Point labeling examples
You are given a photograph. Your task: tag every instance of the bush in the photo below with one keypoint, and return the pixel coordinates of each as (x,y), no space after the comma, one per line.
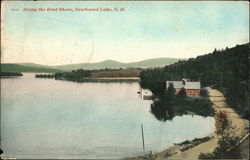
(222,121)
(227,141)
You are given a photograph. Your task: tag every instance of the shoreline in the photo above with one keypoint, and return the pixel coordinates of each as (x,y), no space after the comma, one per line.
(191,151)
(114,78)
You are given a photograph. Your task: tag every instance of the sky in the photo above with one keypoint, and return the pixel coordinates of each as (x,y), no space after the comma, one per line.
(143,30)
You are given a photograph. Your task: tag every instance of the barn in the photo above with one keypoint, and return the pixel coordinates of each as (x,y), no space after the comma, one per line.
(192,88)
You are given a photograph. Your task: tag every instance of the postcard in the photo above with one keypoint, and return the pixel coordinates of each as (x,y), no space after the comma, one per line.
(125,80)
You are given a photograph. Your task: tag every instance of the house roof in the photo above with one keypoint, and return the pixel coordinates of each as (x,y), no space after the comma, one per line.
(186,85)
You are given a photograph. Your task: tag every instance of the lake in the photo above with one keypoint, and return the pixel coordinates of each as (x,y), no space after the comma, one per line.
(47,118)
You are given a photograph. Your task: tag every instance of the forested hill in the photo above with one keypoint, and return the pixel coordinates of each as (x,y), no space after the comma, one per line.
(226,70)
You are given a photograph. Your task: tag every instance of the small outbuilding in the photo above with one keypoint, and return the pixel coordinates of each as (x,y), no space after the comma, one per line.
(192,88)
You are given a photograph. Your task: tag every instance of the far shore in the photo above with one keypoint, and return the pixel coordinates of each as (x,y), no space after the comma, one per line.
(114,78)
(192,153)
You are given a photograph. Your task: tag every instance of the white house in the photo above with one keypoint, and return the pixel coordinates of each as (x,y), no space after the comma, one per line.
(192,88)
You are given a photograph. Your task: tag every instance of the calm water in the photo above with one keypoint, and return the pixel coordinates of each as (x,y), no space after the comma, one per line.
(46,118)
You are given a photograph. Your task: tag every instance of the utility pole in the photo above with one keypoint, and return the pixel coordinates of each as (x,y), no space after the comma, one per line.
(142,139)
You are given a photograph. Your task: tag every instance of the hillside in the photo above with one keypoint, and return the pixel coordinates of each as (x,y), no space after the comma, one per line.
(27,67)
(226,70)
(156,62)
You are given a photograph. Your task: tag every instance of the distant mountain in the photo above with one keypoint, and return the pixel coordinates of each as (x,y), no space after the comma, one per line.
(32,67)
(27,67)
(149,63)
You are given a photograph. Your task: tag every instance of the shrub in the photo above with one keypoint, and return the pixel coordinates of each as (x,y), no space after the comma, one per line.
(222,121)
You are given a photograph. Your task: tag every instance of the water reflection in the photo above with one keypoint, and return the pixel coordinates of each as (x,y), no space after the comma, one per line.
(162,111)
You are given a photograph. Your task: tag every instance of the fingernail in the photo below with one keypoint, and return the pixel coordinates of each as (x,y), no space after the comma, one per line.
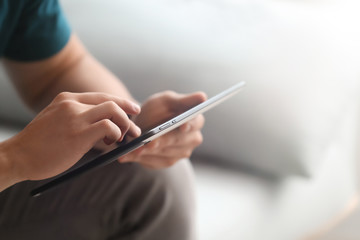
(187,128)
(136,108)
(138,130)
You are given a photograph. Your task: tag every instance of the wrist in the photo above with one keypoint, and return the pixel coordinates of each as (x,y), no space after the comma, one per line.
(8,170)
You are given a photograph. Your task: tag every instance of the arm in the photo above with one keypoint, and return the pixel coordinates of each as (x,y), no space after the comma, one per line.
(73,69)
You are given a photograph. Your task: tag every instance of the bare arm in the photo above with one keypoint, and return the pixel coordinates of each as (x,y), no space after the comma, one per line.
(73,69)
(83,119)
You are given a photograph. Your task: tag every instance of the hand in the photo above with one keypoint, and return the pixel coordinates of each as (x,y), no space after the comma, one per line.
(65,130)
(175,145)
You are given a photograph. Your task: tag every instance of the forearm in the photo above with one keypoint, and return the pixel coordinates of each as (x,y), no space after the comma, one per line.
(85,75)
(8,175)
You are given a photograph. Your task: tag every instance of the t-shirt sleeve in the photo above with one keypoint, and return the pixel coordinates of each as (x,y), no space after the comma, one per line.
(42,31)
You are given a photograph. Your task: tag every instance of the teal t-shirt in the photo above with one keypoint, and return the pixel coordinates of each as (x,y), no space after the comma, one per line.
(32,29)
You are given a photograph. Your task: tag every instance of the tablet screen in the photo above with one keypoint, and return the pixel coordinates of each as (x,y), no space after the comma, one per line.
(146,137)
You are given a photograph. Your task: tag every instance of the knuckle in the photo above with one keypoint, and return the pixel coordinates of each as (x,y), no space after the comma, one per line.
(63,96)
(187,154)
(171,161)
(198,139)
(67,105)
(112,106)
(107,124)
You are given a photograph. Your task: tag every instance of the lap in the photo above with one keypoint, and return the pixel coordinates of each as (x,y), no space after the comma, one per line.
(118,201)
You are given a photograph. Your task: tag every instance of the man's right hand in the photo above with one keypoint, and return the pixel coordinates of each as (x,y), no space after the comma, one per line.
(64,131)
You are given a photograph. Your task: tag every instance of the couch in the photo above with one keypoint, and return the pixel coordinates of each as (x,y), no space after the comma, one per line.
(279,161)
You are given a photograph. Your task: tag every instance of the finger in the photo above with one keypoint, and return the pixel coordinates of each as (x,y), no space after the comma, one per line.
(194,124)
(104,129)
(110,110)
(98,98)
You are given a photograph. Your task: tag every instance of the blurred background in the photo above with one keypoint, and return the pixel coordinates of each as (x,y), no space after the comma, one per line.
(280,160)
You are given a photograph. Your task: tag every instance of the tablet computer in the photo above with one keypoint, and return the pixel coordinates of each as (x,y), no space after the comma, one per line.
(145,138)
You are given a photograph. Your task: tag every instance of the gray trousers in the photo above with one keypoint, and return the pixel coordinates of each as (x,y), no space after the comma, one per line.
(118,201)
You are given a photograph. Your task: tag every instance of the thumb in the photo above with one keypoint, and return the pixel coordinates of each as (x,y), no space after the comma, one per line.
(184,102)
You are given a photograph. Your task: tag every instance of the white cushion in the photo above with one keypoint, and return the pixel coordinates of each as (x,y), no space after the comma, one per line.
(301,64)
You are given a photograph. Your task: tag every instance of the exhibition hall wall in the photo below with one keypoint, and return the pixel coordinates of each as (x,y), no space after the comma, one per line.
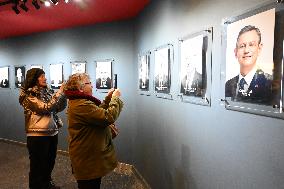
(172,143)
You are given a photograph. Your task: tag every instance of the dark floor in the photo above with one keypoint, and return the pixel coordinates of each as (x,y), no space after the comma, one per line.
(14,168)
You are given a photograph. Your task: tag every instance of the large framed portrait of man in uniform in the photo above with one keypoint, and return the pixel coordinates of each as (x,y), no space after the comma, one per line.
(4,77)
(252,68)
(19,76)
(144,73)
(104,75)
(56,75)
(78,67)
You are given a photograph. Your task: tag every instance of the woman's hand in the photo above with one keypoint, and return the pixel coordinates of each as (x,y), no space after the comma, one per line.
(110,92)
(116,93)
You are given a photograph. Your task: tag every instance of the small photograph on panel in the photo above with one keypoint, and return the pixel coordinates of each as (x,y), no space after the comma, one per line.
(37,66)
(56,75)
(104,74)
(4,77)
(162,70)
(192,78)
(144,67)
(78,67)
(249,59)
(19,76)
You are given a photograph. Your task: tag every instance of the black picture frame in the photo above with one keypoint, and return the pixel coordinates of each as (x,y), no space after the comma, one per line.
(104,75)
(5,77)
(268,78)
(195,67)
(20,74)
(144,73)
(163,60)
(56,75)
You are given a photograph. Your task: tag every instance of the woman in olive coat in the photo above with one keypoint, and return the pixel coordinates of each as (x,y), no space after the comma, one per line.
(91,148)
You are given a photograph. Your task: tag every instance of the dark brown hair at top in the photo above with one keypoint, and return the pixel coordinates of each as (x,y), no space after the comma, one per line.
(32,76)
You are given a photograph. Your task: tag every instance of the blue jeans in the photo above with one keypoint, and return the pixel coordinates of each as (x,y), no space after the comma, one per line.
(42,154)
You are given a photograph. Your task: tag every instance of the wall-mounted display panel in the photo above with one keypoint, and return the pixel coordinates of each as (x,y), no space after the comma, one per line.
(163,60)
(37,66)
(104,75)
(78,67)
(252,70)
(195,67)
(20,73)
(56,75)
(144,73)
(4,77)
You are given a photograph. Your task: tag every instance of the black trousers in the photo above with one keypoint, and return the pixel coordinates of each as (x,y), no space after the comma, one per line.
(89,184)
(42,154)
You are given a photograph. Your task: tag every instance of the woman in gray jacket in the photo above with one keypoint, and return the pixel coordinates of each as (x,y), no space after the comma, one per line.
(41,125)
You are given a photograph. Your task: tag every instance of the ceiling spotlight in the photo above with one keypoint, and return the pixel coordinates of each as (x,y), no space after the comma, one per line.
(54,1)
(24,7)
(36,5)
(15,8)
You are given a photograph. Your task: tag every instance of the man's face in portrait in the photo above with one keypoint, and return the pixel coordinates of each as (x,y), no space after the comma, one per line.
(247,50)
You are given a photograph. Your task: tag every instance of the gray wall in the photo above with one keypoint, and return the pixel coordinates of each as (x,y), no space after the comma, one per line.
(172,144)
(181,145)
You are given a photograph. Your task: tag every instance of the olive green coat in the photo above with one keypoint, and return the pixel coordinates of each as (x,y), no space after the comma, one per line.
(91,148)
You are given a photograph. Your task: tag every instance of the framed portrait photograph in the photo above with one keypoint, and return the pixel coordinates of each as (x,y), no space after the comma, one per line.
(37,66)
(195,67)
(56,75)
(20,73)
(104,75)
(4,77)
(78,67)
(252,69)
(144,73)
(163,59)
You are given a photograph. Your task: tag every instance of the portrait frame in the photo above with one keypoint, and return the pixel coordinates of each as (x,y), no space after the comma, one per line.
(36,66)
(267,17)
(163,62)
(56,75)
(5,77)
(144,63)
(104,75)
(20,75)
(195,67)
(78,67)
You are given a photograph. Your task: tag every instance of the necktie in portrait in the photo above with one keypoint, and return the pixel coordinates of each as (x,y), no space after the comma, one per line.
(242,84)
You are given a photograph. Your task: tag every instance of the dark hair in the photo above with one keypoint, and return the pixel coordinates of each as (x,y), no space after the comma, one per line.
(247,29)
(32,76)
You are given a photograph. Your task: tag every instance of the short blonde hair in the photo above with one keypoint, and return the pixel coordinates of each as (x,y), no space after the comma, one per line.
(76,81)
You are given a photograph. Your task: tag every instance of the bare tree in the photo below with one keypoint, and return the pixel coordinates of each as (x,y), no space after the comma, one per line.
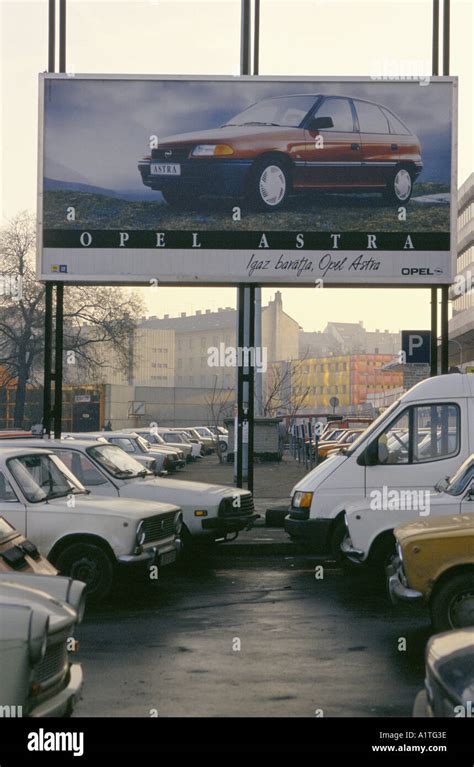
(284,391)
(94,317)
(219,403)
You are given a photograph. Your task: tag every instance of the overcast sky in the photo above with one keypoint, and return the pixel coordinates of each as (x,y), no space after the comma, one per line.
(315,37)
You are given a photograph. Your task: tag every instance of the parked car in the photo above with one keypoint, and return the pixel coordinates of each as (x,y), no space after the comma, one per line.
(369,535)
(197,448)
(449,676)
(169,439)
(435,562)
(155,459)
(271,150)
(38,616)
(206,437)
(17,554)
(84,536)
(443,404)
(210,512)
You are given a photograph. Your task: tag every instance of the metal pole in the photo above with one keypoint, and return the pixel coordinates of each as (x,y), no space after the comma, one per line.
(48,309)
(62,35)
(58,360)
(444,330)
(444,288)
(434,333)
(51,34)
(48,353)
(446,35)
(435,41)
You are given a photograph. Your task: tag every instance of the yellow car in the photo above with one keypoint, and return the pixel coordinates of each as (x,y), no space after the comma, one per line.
(435,562)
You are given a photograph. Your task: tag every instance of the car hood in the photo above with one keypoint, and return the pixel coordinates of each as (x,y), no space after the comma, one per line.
(95,504)
(173,489)
(319,473)
(221,135)
(13,595)
(450,523)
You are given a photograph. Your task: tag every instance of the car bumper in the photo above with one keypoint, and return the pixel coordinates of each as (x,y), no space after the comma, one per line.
(396,588)
(221,525)
(201,176)
(161,554)
(63,703)
(312,531)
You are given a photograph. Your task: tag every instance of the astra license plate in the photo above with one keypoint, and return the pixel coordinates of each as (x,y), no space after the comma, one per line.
(165,169)
(168,558)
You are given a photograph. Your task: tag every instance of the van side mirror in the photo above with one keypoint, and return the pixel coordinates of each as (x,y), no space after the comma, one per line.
(369,456)
(320,123)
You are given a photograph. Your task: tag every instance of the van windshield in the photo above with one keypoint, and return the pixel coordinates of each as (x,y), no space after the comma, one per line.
(370,429)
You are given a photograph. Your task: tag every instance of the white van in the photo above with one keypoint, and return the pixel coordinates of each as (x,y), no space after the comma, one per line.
(422,437)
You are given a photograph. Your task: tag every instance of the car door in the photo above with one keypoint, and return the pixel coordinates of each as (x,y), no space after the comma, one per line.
(333,155)
(11,505)
(380,148)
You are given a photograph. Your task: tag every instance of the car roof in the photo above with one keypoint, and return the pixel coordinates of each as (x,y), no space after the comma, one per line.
(15,451)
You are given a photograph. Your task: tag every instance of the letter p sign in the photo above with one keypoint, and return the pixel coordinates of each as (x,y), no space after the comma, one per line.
(416,346)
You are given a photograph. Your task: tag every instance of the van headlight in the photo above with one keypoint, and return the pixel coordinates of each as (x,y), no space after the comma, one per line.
(302,500)
(140,535)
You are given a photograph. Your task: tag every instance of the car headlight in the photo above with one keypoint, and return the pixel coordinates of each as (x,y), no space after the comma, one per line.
(140,535)
(38,639)
(302,500)
(178,522)
(212,150)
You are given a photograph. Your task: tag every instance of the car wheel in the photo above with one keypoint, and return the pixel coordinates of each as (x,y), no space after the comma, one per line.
(91,564)
(399,186)
(269,185)
(452,603)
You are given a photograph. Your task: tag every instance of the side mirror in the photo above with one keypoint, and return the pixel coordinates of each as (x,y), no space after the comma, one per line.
(369,456)
(320,123)
(442,484)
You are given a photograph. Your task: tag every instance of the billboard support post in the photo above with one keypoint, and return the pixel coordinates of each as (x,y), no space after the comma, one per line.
(243,460)
(444,289)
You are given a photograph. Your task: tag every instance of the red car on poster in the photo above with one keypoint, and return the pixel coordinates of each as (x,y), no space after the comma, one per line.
(288,144)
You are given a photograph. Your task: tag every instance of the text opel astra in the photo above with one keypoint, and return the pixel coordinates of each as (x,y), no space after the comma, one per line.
(288,144)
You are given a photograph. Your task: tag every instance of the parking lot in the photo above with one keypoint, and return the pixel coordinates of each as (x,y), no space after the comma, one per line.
(239,633)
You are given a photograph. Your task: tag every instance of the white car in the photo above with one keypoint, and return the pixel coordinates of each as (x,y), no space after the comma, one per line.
(38,616)
(83,535)
(210,512)
(369,536)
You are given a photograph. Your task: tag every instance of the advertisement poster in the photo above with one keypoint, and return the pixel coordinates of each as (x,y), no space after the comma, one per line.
(295,181)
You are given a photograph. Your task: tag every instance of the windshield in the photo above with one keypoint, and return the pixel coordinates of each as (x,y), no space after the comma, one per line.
(463,477)
(288,111)
(41,477)
(371,429)
(117,462)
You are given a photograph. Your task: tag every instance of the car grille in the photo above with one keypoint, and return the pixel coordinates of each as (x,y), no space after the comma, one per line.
(55,662)
(159,527)
(227,509)
(178,154)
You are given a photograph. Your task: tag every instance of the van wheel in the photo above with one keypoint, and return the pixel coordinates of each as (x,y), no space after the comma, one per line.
(269,184)
(399,186)
(90,564)
(452,604)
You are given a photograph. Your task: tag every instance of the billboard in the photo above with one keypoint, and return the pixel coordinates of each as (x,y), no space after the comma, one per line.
(225,180)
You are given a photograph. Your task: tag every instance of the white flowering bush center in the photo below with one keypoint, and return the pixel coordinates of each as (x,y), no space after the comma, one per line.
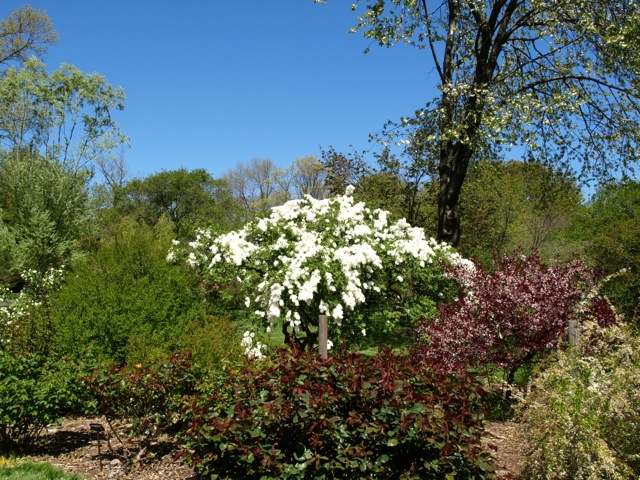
(312,257)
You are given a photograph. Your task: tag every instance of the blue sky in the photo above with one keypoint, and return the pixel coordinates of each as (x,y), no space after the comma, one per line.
(210,84)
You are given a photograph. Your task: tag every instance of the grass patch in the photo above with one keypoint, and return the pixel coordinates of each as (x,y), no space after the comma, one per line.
(35,471)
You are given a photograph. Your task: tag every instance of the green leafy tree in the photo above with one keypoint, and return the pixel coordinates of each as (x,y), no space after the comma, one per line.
(556,77)
(65,116)
(258,186)
(125,303)
(309,177)
(187,198)
(24,33)
(518,206)
(611,232)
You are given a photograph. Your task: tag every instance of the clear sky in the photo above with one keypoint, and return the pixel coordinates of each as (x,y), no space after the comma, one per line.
(212,83)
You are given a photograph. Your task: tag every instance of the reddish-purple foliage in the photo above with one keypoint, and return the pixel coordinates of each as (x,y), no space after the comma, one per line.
(507,316)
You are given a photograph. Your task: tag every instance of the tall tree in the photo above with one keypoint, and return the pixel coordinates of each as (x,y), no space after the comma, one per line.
(25,33)
(44,212)
(259,185)
(309,177)
(65,116)
(557,77)
(187,198)
(611,231)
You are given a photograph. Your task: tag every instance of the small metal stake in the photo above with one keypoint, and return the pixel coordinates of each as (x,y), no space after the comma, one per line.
(96,427)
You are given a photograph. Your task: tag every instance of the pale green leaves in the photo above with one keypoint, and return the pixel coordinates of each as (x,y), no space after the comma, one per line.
(65,116)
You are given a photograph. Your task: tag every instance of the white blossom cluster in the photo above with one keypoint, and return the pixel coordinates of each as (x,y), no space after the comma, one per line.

- SHORT EXERCISE -
Exactly as written, give the line containing "of the clear" and all remaining lines of the records.

- ANSWER TO THIS EXERCISE -
You are given a photograph. Your task: tag every instance of the clear sky in the photo above with one keypoint, and return the pixel coordinates of each as (x,y), no space after the comma, one per line.
(212,83)
You are given a photograph. Your task: tag every instance of the reddish-purple foliage in the photo above with one keypoint, and return the pixel coordinates of each as (x,y), no space after the comma, one per line.
(507,316)
You are given a photograph. Your task: tag every instance of the tall tree in the photo above with one keypoint, and return the pixel coordinates of each as (x,y), no space after the comma, one per line.
(25,33)
(44,212)
(259,185)
(309,177)
(65,116)
(557,77)
(187,198)
(611,231)
You are given a photograph. Your task: tag every instance of the small metal stake in the photo above with one keypoint, and return the pixel coordinates of each as (x,y), no space after the comma, one per line.
(96,427)
You are given a photograph. Your task: tag every instance of the pale green leaves in the photo above with one keypoint, and return the pixel coordinates of each as (x,y), no space after the comma, one per line.
(65,116)
You are given a photograph. Your task: tag every instance of the white blossom cluster in the photo above with one keypoint, and return the pixel coordinates of each as (x,y), no space after the comma, one per line.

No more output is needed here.